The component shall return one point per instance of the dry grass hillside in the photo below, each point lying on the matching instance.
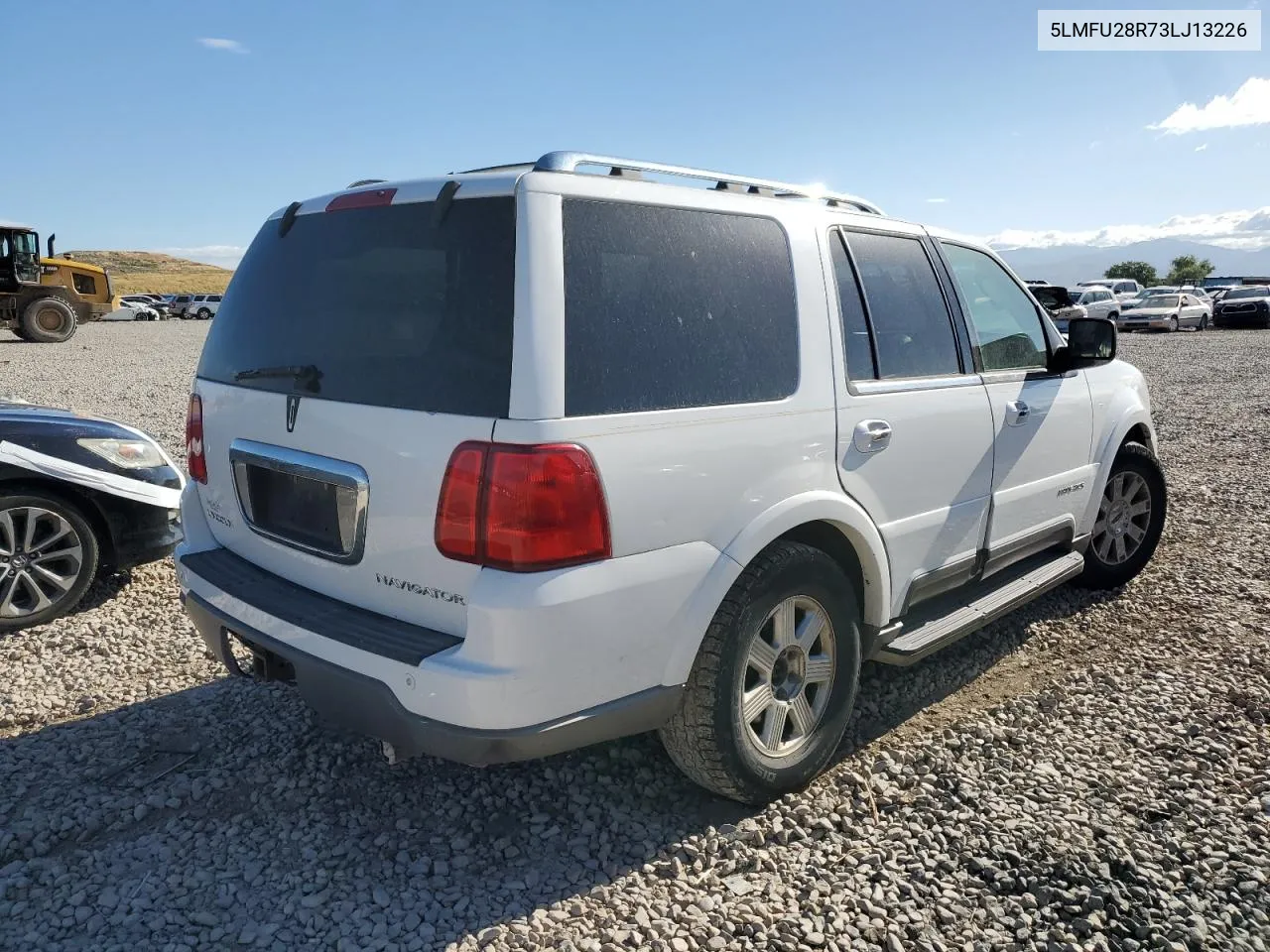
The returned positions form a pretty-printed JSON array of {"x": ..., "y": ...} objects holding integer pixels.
[{"x": 151, "y": 273}]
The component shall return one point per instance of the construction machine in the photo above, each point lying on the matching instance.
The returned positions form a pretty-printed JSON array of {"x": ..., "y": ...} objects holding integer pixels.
[{"x": 44, "y": 299}]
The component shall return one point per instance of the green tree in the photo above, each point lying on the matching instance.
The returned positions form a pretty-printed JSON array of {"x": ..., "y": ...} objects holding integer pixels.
[
  {"x": 1139, "y": 272},
  {"x": 1188, "y": 270}
]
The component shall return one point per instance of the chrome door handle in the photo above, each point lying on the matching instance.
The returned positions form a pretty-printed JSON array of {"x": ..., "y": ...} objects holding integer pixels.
[
  {"x": 1017, "y": 413},
  {"x": 871, "y": 435}
]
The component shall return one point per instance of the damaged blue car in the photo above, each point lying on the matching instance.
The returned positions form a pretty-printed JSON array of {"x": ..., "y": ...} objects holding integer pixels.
[{"x": 79, "y": 497}]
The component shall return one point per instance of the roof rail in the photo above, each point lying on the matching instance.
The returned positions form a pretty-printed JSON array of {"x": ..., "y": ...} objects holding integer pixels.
[{"x": 724, "y": 181}]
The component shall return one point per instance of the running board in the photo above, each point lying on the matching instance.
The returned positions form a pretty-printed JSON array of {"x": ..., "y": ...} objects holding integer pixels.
[{"x": 997, "y": 598}]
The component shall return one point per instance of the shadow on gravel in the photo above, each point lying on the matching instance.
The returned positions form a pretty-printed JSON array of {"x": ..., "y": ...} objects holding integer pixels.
[{"x": 295, "y": 828}]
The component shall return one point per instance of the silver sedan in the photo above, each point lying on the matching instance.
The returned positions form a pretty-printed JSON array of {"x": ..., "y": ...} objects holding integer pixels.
[{"x": 1167, "y": 312}]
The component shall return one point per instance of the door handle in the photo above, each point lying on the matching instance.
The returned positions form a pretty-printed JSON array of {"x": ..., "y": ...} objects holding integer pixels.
[{"x": 871, "y": 435}]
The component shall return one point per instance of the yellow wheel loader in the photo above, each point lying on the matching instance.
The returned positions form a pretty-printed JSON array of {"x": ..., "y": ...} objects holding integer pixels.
[{"x": 44, "y": 299}]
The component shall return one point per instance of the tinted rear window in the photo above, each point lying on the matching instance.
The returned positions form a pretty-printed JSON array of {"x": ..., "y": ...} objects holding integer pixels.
[
  {"x": 667, "y": 307},
  {"x": 390, "y": 307}
]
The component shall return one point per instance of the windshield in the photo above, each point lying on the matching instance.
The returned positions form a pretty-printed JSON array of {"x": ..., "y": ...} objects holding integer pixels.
[{"x": 386, "y": 306}]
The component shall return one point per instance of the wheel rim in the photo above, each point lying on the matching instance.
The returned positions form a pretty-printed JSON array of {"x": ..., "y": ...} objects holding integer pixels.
[
  {"x": 1124, "y": 517},
  {"x": 50, "y": 318},
  {"x": 41, "y": 558},
  {"x": 788, "y": 676}
]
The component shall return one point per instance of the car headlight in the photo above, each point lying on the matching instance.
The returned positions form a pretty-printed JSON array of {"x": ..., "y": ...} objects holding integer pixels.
[{"x": 126, "y": 453}]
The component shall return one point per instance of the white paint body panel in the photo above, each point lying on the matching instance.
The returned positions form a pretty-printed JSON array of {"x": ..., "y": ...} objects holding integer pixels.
[{"x": 694, "y": 494}]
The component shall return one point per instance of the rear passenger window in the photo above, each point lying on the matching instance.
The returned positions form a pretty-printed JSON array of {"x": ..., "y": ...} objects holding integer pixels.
[
  {"x": 911, "y": 322},
  {"x": 855, "y": 326},
  {"x": 667, "y": 307},
  {"x": 1005, "y": 318}
]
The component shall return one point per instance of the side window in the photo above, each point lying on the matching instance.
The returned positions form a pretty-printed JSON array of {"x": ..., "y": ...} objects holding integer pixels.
[
  {"x": 911, "y": 324},
  {"x": 855, "y": 326},
  {"x": 1006, "y": 322},
  {"x": 666, "y": 307}
]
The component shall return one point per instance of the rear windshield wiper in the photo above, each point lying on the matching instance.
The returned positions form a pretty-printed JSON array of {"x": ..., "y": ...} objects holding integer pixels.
[{"x": 308, "y": 376}]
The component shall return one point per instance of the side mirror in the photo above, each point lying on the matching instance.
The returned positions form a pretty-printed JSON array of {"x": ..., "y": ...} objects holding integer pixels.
[{"x": 1089, "y": 341}]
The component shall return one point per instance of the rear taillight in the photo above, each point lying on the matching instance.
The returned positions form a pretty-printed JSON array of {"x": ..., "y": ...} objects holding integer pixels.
[
  {"x": 194, "y": 460},
  {"x": 522, "y": 508}
]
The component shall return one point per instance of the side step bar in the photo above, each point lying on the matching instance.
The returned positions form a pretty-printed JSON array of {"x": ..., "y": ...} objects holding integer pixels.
[{"x": 996, "y": 601}]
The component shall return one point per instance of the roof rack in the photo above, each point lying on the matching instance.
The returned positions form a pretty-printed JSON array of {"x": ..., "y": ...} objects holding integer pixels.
[{"x": 724, "y": 181}]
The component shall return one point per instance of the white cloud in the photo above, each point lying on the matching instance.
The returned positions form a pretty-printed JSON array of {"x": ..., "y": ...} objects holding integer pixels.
[
  {"x": 220, "y": 255},
  {"x": 229, "y": 46},
  {"x": 1242, "y": 230},
  {"x": 1250, "y": 105}
]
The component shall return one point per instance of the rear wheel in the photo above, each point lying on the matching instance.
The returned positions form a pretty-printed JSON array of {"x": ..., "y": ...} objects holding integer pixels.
[
  {"x": 49, "y": 320},
  {"x": 49, "y": 556},
  {"x": 772, "y": 687},
  {"x": 1130, "y": 520}
]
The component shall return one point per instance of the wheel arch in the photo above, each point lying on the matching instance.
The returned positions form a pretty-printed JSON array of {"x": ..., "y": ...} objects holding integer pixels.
[
  {"x": 23, "y": 483},
  {"x": 829, "y": 522}
]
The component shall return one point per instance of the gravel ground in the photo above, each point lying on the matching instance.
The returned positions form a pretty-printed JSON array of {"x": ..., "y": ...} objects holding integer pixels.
[{"x": 1092, "y": 772}]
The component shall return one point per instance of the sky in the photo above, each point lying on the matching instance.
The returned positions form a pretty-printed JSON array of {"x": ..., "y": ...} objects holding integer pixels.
[{"x": 181, "y": 127}]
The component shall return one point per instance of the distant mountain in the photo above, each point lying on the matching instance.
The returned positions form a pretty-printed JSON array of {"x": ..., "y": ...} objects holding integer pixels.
[
  {"x": 151, "y": 273},
  {"x": 1067, "y": 264}
]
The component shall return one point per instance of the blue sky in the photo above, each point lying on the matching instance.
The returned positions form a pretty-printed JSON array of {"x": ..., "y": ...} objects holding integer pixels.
[{"x": 154, "y": 140}]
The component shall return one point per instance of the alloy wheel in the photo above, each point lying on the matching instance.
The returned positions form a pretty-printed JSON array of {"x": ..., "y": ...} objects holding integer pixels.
[
  {"x": 788, "y": 676},
  {"x": 41, "y": 558},
  {"x": 1124, "y": 516}
]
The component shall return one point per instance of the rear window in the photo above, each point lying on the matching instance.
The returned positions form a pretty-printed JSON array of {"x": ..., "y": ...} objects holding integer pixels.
[
  {"x": 667, "y": 307},
  {"x": 390, "y": 307}
]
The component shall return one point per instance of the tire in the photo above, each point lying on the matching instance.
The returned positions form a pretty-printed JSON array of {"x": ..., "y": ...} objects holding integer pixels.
[
  {"x": 1103, "y": 565},
  {"x": 49, "y": 320},
  {"x": 71, "y": 557},
  {"x": 708, "y": 739}
]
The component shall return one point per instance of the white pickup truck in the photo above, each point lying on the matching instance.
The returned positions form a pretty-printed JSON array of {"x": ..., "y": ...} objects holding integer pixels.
[{"x": 552, "y": 456}]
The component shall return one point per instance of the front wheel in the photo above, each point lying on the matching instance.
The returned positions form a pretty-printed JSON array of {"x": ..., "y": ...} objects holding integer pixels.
[
  {"x": 1130, "y": 520},
  {"x": 49, "y": 320},
  {"x": 49, "y": 556},
  {"x": 775, "y": 679}
]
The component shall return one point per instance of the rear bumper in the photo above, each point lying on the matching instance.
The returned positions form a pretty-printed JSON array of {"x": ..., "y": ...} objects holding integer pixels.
[{"x": 367, "y": 706}]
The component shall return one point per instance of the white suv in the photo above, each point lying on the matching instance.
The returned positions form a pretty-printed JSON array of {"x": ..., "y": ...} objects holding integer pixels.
[
  {"x": 203, "y": 307},
  {"x": 550, "y": 457}
]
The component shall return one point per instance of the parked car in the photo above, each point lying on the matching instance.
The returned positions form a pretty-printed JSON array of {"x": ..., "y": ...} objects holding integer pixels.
[
  {"x": 1061, "y": 304},
  {"x": 131, "y": 311},
  {"x": 79, "y": 495},
  {"x": 1167, "y": 312},
  {"x": 148, "y": 308},
  {"x": 1248, "y": 303},
  {"x": 181, "y": 306},
  {"x": 610, "y": 553},
  {"x": 1123, "y": 289},
  {"x": 1097, "y": 302},
  {"x": 203, "y": 306}
]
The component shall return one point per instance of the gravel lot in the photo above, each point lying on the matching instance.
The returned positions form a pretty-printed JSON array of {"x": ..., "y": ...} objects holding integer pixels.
[{"x": 1092, "y": 772}]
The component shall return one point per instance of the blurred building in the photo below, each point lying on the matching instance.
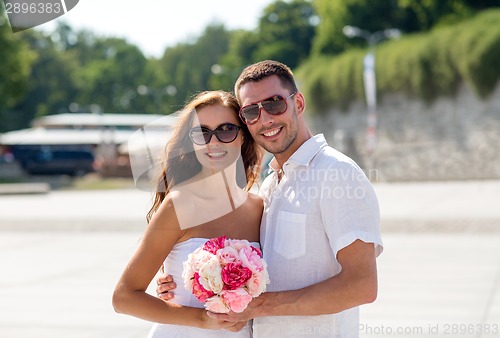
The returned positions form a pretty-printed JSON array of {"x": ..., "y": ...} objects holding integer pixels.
[{"x": 65, "y": 143}]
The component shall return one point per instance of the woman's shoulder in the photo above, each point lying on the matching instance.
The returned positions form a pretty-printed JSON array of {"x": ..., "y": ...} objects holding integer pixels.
[{"x": 254, "y": 198}]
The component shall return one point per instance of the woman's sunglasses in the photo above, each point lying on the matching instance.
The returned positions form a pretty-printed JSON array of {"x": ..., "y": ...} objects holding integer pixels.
[
  {"x": 225, "y": 133},
  {"x": 275, "y": 105}
]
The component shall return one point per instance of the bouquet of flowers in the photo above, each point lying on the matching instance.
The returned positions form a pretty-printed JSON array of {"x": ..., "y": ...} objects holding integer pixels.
[{"x": 225, "y": 274}]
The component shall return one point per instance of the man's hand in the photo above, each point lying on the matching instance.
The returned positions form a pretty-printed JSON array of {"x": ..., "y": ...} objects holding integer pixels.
[
  {"x": 164, "y": 284},
  {"x": 236, "y": 326}
]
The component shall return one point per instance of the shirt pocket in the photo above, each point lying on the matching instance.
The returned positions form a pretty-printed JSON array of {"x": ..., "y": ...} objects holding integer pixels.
[{"x": 290, "y": 237}]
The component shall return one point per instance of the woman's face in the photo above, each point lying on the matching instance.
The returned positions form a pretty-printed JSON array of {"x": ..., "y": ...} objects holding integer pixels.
[{"x": 216, "y": 155}]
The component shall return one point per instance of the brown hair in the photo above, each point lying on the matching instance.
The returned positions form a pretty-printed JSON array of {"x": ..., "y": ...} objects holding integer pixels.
[
  {"x": 263, "y": 69},
  {"x": 180, "y": 155}
]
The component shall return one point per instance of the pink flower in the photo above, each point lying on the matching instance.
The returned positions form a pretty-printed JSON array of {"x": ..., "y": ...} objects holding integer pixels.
[
  {"x": 216, "y": 304},
  {"x": 228, "y": 255},
  {"x": 215, "y": 244},
  {"x": 235, "y": 275},
  {"x": 199, "y": 291},
  {"x": 237, "y": 300},
  {"x": 251, "y": 259}
]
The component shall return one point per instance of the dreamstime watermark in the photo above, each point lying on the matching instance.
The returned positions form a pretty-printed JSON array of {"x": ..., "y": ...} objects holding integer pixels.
[
  {"x": 25, "y": 14},
  {"x": 431, "y": 329}
]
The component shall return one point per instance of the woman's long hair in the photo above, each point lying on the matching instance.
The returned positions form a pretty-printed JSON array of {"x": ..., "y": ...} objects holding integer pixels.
[{"x": 180, "y": 162}]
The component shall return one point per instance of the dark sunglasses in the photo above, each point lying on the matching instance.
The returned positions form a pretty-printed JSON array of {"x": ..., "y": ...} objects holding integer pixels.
[
  {"x": 225, "y": 133},
  {"x": 274, "y": 105}
]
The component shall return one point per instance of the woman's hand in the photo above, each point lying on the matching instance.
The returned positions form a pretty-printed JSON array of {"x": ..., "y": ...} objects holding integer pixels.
[{"x": 215, "y": 324}]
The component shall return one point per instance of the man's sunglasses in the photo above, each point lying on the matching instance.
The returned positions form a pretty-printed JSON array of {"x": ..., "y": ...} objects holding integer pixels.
[
  {"x": 275, "y": 105},
  {"x": 225, "y": 133}
]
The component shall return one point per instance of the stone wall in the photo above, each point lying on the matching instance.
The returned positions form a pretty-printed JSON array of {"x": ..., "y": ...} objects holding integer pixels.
[{"x": 450, "y": 139}]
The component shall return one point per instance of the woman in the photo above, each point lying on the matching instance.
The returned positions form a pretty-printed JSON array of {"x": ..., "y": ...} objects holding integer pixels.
[{"x": 200, "y": 195}]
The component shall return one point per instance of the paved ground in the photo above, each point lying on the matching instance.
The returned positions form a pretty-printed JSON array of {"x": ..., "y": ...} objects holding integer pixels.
[{"x": 439, "y": 276}]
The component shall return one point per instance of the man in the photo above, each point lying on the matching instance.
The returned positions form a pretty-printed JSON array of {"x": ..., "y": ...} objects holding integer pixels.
[{"x": 320, "y": 230}]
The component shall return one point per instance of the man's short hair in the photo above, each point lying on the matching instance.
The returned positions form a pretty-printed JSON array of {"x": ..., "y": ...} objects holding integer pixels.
[{"x": 264, "y": 69}]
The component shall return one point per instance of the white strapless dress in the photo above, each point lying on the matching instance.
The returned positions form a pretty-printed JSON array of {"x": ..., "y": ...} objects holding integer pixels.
[{"x": 173, "y": 265}]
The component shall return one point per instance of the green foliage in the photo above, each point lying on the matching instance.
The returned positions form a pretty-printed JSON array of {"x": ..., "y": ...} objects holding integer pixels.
[
  {"x": 420, "y": 65},
  {"x": 286, "y": 32},
  {"x": 409, "y": 16},
  {"x": 190, "y": 66}
]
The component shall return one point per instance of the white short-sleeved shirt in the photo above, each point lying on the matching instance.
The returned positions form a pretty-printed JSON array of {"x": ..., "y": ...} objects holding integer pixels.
[{"x": 323, "y": 203}]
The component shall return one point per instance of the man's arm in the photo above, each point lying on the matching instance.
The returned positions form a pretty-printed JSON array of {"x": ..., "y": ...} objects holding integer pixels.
[{"x": 356, "y": 284}]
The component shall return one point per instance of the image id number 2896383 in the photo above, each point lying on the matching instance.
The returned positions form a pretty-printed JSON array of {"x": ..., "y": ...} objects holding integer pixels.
[{"x": 33, "y": 8}]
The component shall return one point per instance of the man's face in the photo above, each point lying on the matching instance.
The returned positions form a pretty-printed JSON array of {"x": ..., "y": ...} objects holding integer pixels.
[{"x": 275, "y": 133}]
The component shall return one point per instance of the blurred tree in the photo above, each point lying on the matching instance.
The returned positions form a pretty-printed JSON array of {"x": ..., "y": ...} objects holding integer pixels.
[
  {"x": 14, "y": 72},
  {"x": 286, "y": 31},
  {"x": 112, "y": 75},
  {"x": 51, "y": 85},
  {"x": 188, "y": 67},
  {"x": 406, "y": 15}
]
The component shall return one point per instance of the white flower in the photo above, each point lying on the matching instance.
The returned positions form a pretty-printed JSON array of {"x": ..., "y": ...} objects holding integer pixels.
[
  {"x": 210, "y": 275},
  {"x": 216, "y": 304}
]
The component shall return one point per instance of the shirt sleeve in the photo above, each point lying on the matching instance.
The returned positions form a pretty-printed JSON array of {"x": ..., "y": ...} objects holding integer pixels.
[{"x": 349, "y": 208}]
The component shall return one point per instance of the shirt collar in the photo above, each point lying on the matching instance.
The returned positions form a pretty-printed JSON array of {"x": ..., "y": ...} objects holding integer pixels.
[{"x": 304, "y": 154}]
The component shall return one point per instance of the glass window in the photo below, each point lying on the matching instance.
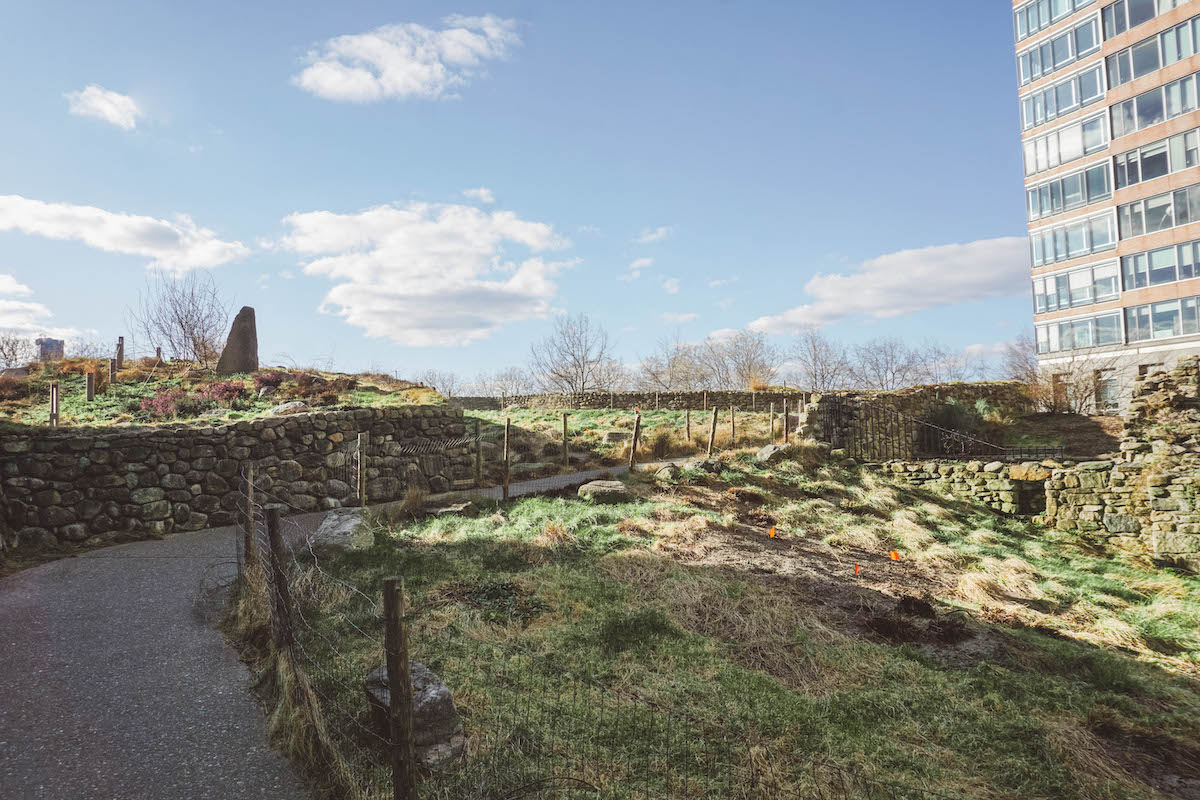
_ _ _ _
WORK INSTRUCTION:
Reproduce, word for word, every line from the start of the records down to and including the line with "the green tree"; skip the pictures.

ANSWER TO THIS EXERCISE:
The component shall return one point per instance of the dry grass hillside in the photo below, each point lying on the matching instance.
The returned positions form a pretty-printed JSON array of {"x": ..., "y": ...} objects holding integer pixels.
[{"x": 151, "y": 273}]
The component shall return one point per instance of the construction machine in the photo above, each point lying on the matching instance.
The returned positions form a pretty-printed JSON array of {"x": ..., "y": ...} objects holding integer pixels.
[{"x": 44, "y": 299}]
The component shall return one point per instance of the green tree in the photo above, each point lying on the matching instance.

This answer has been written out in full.